> [What you are asked to do]: In the data that follows, find each line containing "instance" and copy it.

Saved data entries:

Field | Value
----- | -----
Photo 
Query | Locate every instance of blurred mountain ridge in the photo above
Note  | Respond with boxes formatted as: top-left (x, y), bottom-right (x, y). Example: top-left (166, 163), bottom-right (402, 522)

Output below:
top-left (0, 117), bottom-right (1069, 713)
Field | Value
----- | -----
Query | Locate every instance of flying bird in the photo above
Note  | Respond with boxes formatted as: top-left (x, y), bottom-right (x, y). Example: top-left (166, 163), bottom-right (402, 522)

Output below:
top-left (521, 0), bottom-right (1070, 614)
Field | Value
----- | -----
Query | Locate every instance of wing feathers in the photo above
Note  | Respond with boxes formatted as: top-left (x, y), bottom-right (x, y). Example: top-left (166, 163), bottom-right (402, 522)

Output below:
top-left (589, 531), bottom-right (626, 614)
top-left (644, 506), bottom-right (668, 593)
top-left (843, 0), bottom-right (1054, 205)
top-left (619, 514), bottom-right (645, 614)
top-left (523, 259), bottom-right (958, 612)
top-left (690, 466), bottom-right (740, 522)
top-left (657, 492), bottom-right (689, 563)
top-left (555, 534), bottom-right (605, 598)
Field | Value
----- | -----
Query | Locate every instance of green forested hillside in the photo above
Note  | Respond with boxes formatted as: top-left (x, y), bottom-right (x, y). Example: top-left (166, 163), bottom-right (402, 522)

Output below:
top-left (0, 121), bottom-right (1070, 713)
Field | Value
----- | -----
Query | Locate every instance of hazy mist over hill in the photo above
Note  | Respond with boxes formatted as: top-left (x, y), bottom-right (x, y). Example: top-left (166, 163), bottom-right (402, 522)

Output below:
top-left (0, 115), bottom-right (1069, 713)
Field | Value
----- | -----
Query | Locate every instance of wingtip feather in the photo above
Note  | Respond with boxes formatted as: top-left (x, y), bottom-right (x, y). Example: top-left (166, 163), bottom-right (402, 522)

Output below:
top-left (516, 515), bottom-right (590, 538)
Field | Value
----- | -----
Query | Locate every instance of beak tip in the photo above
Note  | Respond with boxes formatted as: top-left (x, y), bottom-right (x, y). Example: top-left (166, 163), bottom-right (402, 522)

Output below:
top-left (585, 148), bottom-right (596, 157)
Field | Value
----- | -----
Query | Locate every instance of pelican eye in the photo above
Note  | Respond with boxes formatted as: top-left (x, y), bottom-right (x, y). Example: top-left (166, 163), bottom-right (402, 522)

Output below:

> [Solved problem]:
Query | Locate every instance of blurred mountain ridge in the photo above
Query | Locate every instance of flying bird in the photo above
Query | Locate every instance of wing feathers in the photo above
Query | Locate every instance of green forested hillside in the photo above
Query | Locate every instance of hazy mist over hill in the photo above
Query | Locate every instance of wingtip feather in the photo above
Query | Locate every instance of beak tip in the photo above
Query | Locate every instance of pelican eye in the photo above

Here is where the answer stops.